*** Opening Source extract ***

We also analyzed the enrichment of RBPs bound to spl-TRs. BED files for RBP binding sites detected through CLIP-seq were downloaded from the ENCODE portal (184 files) and POSTAR2 (human_RBP_binding_sites.txt) (Zhu et al. 2019; Luo et al. 2020). For ENCODE, BED files for the same RBP were merged, with a total of 122 files, and call cutoffs for each signal were set at fold-enrichment > 4 and P-value < 0.01. Because POSTAR2 data contained some of the ENCODE data, we removed them, and 85 RBPs remained. RBPs whose binding sites overlapped with at least one of the 36,020 TRs in spl-TR mapping were analyzed (n = 112 for ENCODE and 71 for POSTAR2). The enrichment was assessed only for RBPs observed more than ten times in all intronic TRs (n = 36 for ENCODE and 19 for POSTAR2).

*** Closing Source extract ***
*** Opening Material supplied ***

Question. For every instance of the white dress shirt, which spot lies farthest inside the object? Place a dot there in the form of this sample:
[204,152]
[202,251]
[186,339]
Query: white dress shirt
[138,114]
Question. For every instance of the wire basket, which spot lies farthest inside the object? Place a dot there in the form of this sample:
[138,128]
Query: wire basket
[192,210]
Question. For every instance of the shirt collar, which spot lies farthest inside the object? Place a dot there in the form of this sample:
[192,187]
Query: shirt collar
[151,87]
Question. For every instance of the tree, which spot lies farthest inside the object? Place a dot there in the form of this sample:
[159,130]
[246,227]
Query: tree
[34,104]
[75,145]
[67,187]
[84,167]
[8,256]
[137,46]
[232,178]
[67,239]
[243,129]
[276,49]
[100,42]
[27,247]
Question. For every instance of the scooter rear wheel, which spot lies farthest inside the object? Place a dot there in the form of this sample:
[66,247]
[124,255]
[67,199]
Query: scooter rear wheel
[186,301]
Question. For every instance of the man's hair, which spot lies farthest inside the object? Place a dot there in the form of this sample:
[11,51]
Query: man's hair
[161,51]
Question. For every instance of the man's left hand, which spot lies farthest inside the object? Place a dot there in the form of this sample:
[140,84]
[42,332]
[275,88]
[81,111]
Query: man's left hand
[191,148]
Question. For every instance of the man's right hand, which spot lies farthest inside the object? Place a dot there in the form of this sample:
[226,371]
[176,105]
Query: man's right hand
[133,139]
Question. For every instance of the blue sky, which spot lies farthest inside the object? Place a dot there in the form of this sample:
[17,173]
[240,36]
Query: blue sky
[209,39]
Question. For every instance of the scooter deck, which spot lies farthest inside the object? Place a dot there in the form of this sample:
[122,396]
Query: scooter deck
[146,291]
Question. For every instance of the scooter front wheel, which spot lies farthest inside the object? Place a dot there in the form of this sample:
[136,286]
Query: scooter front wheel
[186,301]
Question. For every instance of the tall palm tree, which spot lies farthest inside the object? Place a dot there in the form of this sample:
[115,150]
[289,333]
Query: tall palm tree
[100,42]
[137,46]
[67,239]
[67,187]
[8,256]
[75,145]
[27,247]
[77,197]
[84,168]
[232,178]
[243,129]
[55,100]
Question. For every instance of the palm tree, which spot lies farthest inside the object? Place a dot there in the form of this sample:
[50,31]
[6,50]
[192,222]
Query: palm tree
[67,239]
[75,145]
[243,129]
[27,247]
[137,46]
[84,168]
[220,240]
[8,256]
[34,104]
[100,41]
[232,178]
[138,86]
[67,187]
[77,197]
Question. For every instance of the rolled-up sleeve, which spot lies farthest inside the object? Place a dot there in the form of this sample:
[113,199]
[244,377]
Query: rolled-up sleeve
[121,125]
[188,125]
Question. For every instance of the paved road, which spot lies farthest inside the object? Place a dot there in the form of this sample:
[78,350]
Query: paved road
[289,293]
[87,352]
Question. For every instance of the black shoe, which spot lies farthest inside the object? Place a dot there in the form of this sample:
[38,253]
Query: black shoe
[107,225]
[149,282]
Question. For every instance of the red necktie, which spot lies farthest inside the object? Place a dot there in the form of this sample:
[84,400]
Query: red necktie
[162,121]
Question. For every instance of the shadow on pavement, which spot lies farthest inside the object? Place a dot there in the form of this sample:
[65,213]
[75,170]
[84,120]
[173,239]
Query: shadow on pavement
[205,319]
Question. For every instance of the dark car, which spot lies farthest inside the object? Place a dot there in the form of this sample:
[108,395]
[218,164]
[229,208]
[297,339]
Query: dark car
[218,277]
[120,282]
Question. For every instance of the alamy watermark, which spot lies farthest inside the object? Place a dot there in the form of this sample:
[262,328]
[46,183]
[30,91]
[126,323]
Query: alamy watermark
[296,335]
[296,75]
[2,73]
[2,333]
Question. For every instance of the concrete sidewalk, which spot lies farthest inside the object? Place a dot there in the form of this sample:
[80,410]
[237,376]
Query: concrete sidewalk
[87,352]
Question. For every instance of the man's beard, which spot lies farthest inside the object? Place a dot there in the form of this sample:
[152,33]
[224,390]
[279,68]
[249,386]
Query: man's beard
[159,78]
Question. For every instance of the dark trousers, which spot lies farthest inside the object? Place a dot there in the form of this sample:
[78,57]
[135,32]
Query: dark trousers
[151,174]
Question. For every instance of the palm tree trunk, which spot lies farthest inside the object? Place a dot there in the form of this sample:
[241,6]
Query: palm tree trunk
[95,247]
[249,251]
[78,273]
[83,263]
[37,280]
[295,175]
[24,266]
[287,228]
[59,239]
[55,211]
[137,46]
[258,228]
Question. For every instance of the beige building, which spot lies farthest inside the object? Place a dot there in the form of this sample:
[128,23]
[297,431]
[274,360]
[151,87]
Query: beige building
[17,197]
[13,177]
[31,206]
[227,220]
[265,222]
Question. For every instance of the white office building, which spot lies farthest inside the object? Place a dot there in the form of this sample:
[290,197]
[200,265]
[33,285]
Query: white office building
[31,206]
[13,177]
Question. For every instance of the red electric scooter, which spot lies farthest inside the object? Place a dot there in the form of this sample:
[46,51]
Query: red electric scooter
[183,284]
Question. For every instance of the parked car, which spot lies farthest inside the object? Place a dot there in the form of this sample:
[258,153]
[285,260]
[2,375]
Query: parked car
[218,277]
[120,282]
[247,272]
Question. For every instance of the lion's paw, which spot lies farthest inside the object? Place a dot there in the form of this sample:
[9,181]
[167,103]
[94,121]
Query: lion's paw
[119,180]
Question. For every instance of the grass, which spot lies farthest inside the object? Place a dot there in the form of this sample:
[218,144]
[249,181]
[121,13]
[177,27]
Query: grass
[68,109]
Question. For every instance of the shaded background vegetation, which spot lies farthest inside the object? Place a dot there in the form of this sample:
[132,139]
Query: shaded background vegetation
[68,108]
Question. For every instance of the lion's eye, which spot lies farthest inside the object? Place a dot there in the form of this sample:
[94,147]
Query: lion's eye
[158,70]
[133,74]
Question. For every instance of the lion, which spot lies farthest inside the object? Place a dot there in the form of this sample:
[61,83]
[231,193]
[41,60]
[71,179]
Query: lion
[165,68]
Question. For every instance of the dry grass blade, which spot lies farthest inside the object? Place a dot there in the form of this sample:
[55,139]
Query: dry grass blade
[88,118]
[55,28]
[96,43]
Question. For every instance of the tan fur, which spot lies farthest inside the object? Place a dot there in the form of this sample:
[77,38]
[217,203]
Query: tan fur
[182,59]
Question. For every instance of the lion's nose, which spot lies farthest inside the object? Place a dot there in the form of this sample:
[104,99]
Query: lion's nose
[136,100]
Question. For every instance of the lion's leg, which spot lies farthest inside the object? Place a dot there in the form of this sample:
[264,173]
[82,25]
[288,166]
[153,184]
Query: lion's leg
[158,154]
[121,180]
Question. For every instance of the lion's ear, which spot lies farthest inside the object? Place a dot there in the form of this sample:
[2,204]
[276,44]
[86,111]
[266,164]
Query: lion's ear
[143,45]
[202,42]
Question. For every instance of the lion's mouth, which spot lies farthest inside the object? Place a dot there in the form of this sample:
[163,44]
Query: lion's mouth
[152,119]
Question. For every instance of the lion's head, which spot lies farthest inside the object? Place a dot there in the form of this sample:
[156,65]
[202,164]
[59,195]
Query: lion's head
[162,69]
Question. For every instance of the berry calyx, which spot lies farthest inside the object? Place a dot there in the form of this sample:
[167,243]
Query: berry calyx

*** Closing Material supplied ***

=== Work order 1 ===
Say whether each statement below agrees with the RBP enrichment passage. Answer yes or no for each, and quote the deciding words of the passage exactly.
(a) For ENCODE, BED files for the same RBP were merged into a total of 122 files.
(b) The call cutoff for each ENCODE signal was set at a fold-enrichment greater than 2.
(c) Enrichment was assessed for every RBP whose binding sites overlapped at least one TR in spl-TR mapping.
=== Work order 2 ===
Reproduce the RBP enrichment passage exactly, between "We also analyzed" and "19 for POSTAR2).", inclusive.
=== Work order 3 ===
Write what follows the final sentence of the RBP enrichment passage.

=== Answer 1 ===
(a) Yes: "For ENCODE, BED files for the same RBP were merged, with a total of 122 files"
(b) No: "call cutoffs for each signal were set at fold-enrichment > 4 and P-value < 0.01"
(c) No: "The enrichment was assessed only for RBPs observed more than ten times in all intronic TRs"

=== Answer 2 ===
We also analyzed the enrichment of RBPs bound to spl-TRs. BED files for RBP binding sites detected through CLIP-seq were downloaded from the ENCODE portal (184 files) and POSTAR2 (human_RBP_binding_sites.txt) (Zhu et al. 2019; Luo et al. 2020). For ENCODE, BED files for the same RBP were merged, with a total of 122 files, and call cutoffs for each signal were set at fold-enrichment > 4 and P-value < 0.01. Because POSTAR2 data contained some of the ENCODE data, we removed them, and 85 RBPs remained. RBPs whose binding sites overlapped with at least one of the 36,020 TRs in spl-TR mapping were analyzed (n = 112 for ENCODE and 71 for POSTAR2). The enrichment was assessed only for RBPs observed more than ten times in all intronic TRs (n = 36 for ENCODE and 19 for POSTAR2).

=== Answer 3 ===
Correlation between RBP expression level and splicing quantity

We assessed correlations between RBP expression level and splicing quantity using linear regression based on a Python module, statsmodels. The RBP expression levels for 49 tissues were downloaded from GTEx portal (GTEx_Analysis_v8_sQTL_expression_matrices.tar) and calculated by The GTEx Consortium as follows (The GTEx Consortium 2020): (1) Read counts were normalized between samples using the TMM (trimmed mean of M values) method (Robinson and Oshlack 2010); (2) genes were selected based on expression thresholds for TPM (transcripts per kilobase million) and read count; and (3) expression values for each gene were inverse normal transformed across samples. The splicing level was downloaded and processed as described above (see Methods subsection “Mapping of spl-TRs”).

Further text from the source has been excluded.